Page excerpt:

Schering-Plough Corporation (the Company or Registrant) hereby incorporates by reference in this Registration Statement the documents listed below previously filed with the Securities and Exchange Commission (the Commission) under the Securities Exchange Act of 1934, as amended (the Exchange Act):
(a) The Registrants latest annual report filed pursuant to Section 13(a) or 15(d) of the Exchange Act.
(b) All other reports filed pursuant to Section 13(a) or 15(d) of the Exchange Act since the end of the fiscal year covered by the Registrant document referred to in (a) above.
All documents subsequently filed with the Commission by the Registrant pursuant to Sections 13(a), 13(c), 14 and 15(d) of the Exchange Act prior to the filing of a post-effective amendment to this Registration Statement which indicates that all securities offered hereby have been sold or which deregisters all securities then remaining unsold shall be deemed to be incorporated by reference and to be a part hereof from the date of filing of such documents.
Item 4. Description of Securities.
Under the Schering-Plough Corporation Savings Advantage Plan (the Plan), certain management and highly compensated employees of Schering-Plough Corporation and certain of its subsidiaries may defer a portion of their base salary and bonus compensation.
Amounts deferred by a participant under the Plan, as well as Company contributions, will be credited to the participants Plan account. In addition, benefits payable under certain other Company-sponsored nonqualified plans will be deferred under the Plan, either automatically or at the election of the participant depending on the transferor plan. The value of a participants account will be based on the performance of benchmark investment funds selected by the participant under the Plan for purposes of accounting (as if the deferred compensation had been so invested) and not for actual investment. Since no participant deferrals or contributions by the Company actually will be invested in any investment fund, participants
will not have any ownership interest in any investment fund. The Schering-Plough Corporation Investment Committee has the sole discretion to determine the alternative benchmark investment funds available under the Plan as the measurement mechanism to determine the rate of return on amounts deemed invested in accordance with the terms of the Plan.

To do:
[1] In the registration statement excerpt, who has sole discretion to determine the alternative benchmark investment funds available under the Plan?
[2] Carry on the registration statement excerpt past its final sentence, keeping its formal legal style.

Dataset entries:
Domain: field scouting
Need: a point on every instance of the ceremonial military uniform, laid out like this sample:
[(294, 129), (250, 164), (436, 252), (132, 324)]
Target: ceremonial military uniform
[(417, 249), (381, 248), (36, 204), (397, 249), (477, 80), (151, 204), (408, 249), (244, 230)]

Answers to the problems:
[1] The Schering-Plough Corporation Investment Committee.

[2]
The obligations of the Company under the Plan (the Obligations) are unsecured general obligations to pay in the future the value of the deferred compensation accounts adjusted to reflect the performance of the selected measurement investment funds in accordance with the terms of the Plan. The Obligations will rank without preference with other unsecured and unsubordinated indebtedness of the Company from time to time outstanding and are, therefore, subject to the risks of the Companys insolvency. The Company is not required to fund or otherwise segregate assets to be used for the payment of the Obligations.
Obligations are generally payable under the Plan (i) after termination of employment, (ii) at the election of the participant, the first day of any month designated by the participant which is at least three years after the date the participant makes the election, (iii) in the event of an unforeseeable financial emergency as determined by the Schering-Plough Corporation Global Benefits and Compensation Oversight Committee, and (iv) at the advance election of the participant, following a change of control of the Company.
The Obligations cannot be assigned, alienated, pledged or encumbered. The Obligations are not convertible into any security of the Company.
The Board of Directors of the Company or its delegate may amend the Plan at any time, except that no amendment may adversely affect the accounts of participants without their prior written consent.
Item 5. Interests of Named Experts and Counsel.
The validity of the securities being registered hereby has been passed upon for the Registrant by Susan Ellen Wolf, Secretary, Associate General Counsel and Staff Vice President of the Registrant. Ms. Wolf is an officer of the Registrant and beneficially owns shares of Common Stock and holds options to purchase additional shares of Common Stock. Ms. Wolf is eligible to participate in the Plan and may receive benefits under the Plan.
Item 6. Indemnification of Directors and Officers.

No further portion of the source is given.